» Kısa görev: Yeni havalimanında gümrükte bekleyen kargolarla ilgili yazıyı, son cümlesinin ardından sürdürün.

» Belge alıntısı:

········

Bir firma daha anlatıyor durumu, piyasaya ürünlerini dağıtamadığını, müşterilerine karşı yalancı çıktığını, ayrıca ödeme yaptığı için de her gün biraz daha zarara uğradığını söylüyor;
“Bir haftayı geçti ve süreç hala muallakta. Plansız ve tamamlanmamış bir projenin acısını çekiyoruz. Hem maddi hem de manevi olarak. Ben ve benim gibi bu ekonomik sıkıntıların olduğu dönemlerde ayakta kalmaya çalışan bir çok ticari firma devlet eliyle bir darbe daha yemiş oldu. Benim 350 bin dolar ödediğim malım Dubai’de bekletiliyor bir haftadır. Malımın gelmemesi, paramı çeviremem yetmezmiş gibi bir de her gün için orada depolama ücreti ödüyorum”
“Ara çözüm üretilmezse; benim gibi birçok firma daha ciddi hasar alacak”
Nasıl?
Ne kadar pespaye bir durum değil mi?
Ama bu kadar da değil, firma şunu da ekliyor;
“Gümrük memurunun bize konu hakkında verdiği bilgi şu yönde; Yeni havalimanına ambar yapılmadığı için kargo gelişi kabul edilemiyor. Çözüm ise belirsiz. Biz de bir öneri yapıyoruz; bu şekilde işi zora sokmak yerine eski ambara ürün kabul etmeleri bizce mümkün. En azından yeni terminal binasına yeni ambar yapılana kadar. Çünkü eğer böyle bir ara çözüm üretilmezse; benim gibi birçok firma daha ciddi hasar alacak”
Özdoğan durumu doğruluyor: Sağlık Bakanlığı soğuk zincire tabi ilaç veya aşı istese, şu anda o bile getirilemez”
Konuyu bir de Gümrük Çalışanları Sendikası (Güç-sen) Başkanı Abdullah Özdoğan‘a soruyorum. Durumu doğruluyor ama daha dehşet detaylar vererek.

········

» Veri kümesinden parçalar:

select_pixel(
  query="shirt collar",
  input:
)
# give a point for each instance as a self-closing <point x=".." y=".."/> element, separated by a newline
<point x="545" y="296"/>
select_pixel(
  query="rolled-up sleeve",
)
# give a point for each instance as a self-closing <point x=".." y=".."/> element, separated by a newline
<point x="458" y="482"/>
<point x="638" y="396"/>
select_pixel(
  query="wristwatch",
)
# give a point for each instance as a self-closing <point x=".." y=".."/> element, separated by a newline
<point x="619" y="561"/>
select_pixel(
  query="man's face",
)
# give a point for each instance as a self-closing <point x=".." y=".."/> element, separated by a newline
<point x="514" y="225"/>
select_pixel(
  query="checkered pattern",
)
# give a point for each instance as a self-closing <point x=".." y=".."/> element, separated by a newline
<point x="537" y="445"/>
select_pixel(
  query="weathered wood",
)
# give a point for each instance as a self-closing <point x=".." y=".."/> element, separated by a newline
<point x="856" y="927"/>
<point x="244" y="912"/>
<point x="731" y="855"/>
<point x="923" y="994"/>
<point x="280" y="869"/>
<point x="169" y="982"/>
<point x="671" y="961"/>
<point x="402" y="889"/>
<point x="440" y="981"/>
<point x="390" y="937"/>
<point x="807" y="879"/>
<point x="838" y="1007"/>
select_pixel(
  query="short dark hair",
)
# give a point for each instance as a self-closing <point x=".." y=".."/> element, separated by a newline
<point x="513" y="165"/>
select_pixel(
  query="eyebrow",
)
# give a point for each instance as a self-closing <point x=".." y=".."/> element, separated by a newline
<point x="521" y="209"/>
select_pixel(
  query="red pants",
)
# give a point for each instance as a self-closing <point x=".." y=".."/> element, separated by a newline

········

» Sonuç aşağıda:
“Gelecek olan malları muhafaza edecek alanımız yani ambarımız yok yani gümrük alanı yok. Teknolojik ya da benzer bozulma riski olmayan ürünleri geçtim, soğuk zincirden bir şey gelse, dondurulmuş gıda ya da bu zincirden kopmaması gereken herhangi bir ürün; yapacak bir şey yok, bozulur. Bunun örneği de yaşandı geçtiğimiz günlerde. Mesela Sağlık Bakanlığı soğuk zincire tabi bir ilaç, aşı getirtmek istese getiremez”
Özdoğan başka bir skandalı daha anlatıyor: Güvenlik sıfır! Her yerden gümrüğe takılmadan çıkış var
İnsan bunları dinlerken dişlerini sıkıyor ama her duyduğumuz, sonrasında duyacaklarımızın habercisi oluyor ve Özdoğan anlatmaya devam ediyor;
“Ambar yok ama zaten güvenlik de yok. Yolcular uçaktan inip muhaceretten geçtikten sonra dört ayrı noktadan gümrüğe takılmadan; havalimanı dışına, aprona, free shoplara ve otoparka çıkabiliyor. Şaka değil bu, bizzat gittim ve bu güzergahı izleyerek az önce söylediğim her yere gümrüğe takılmadan, kimse tarafından durdurulmadan çıktım”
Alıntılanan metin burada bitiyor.